▸ Required action A
Decide whether each statement agrees with the cardiac arrhythmia abstract, answering yes or no and quoting the deciding words: (i) cardiac arrhythmias are described as a leading cause of morbidity and mortality in the United States; (ii) the ECG measure given for repolarization is PR; (iii) the grant is listed under the University of Washington for 2020.
▸ Required action B
In the cardiac arrhythmia abstract, which clinically important cardiac arrhythmias do the ECG abnormalities predispose to?

▸ Excerpt
- Opening Delimiter -
# Systems Biology Analysis of Cardiac Electrical Activity and Arrhythmias.

> **NIH NIH R01** · UNIVERSITY OF WASHINGTON · 2020 · $476,969

## Abstract

Cardiac arrhythmias are a leading cause of morbidity and mortality in the United States. Abnormalities in
heart rate, cardiac conduction (PR and QRS) and repolarization (QT) measured on the ECG predispose to the
clinically important cardiac arrhythmias of atrial fibrillation (AF) and ventricular fibrillation (VF) / sudden cardiac
death (SCD). We examine the genomic basis of these ECG endophenotypes in order to deconstruct
arrhythmias into more proximate traits and discrete components, allowing us to better understand underlying
mechanisms, provide insight into arrhythmia generation, and help target development of novel therapies.
- Closing Delimiter -
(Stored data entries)
- Opening Delimiter -
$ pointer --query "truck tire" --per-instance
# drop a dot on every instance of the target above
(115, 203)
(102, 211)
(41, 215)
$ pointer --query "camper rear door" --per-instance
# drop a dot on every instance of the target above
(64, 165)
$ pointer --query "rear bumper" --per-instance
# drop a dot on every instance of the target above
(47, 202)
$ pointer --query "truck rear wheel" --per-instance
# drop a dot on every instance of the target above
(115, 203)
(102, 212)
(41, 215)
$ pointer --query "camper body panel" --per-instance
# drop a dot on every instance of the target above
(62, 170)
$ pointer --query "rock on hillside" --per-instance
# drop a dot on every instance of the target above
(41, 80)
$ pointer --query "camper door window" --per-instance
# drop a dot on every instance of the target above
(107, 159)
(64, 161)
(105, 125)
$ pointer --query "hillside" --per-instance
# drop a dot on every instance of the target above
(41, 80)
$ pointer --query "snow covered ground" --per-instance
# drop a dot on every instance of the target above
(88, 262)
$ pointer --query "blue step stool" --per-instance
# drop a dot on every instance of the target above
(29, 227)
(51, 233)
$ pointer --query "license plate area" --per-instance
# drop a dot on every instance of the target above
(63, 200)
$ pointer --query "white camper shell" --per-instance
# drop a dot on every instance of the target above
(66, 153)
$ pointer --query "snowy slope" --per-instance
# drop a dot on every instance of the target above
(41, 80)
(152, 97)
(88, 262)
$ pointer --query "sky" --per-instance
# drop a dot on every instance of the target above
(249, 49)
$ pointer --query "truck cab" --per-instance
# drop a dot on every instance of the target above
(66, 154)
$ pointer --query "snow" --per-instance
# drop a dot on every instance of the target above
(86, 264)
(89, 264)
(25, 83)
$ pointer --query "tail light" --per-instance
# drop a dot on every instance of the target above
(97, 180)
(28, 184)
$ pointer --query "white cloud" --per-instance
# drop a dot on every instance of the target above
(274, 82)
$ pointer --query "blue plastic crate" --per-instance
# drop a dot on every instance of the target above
- Closing Delimiter -
▸ Your solution A
(i) Yes: "Cardiac arrhythmias are a leading cause of morbidity and mortality in the United States."
(ii) No: "repolarization (QT)"
(iii) Yes: "UNIVERSITY OF WASHINGTON · 2020"

▸ Your solution B
Atrial fibrillation (AF) and ventricular fibrillation (VF) / sudden cardiac death (SCD).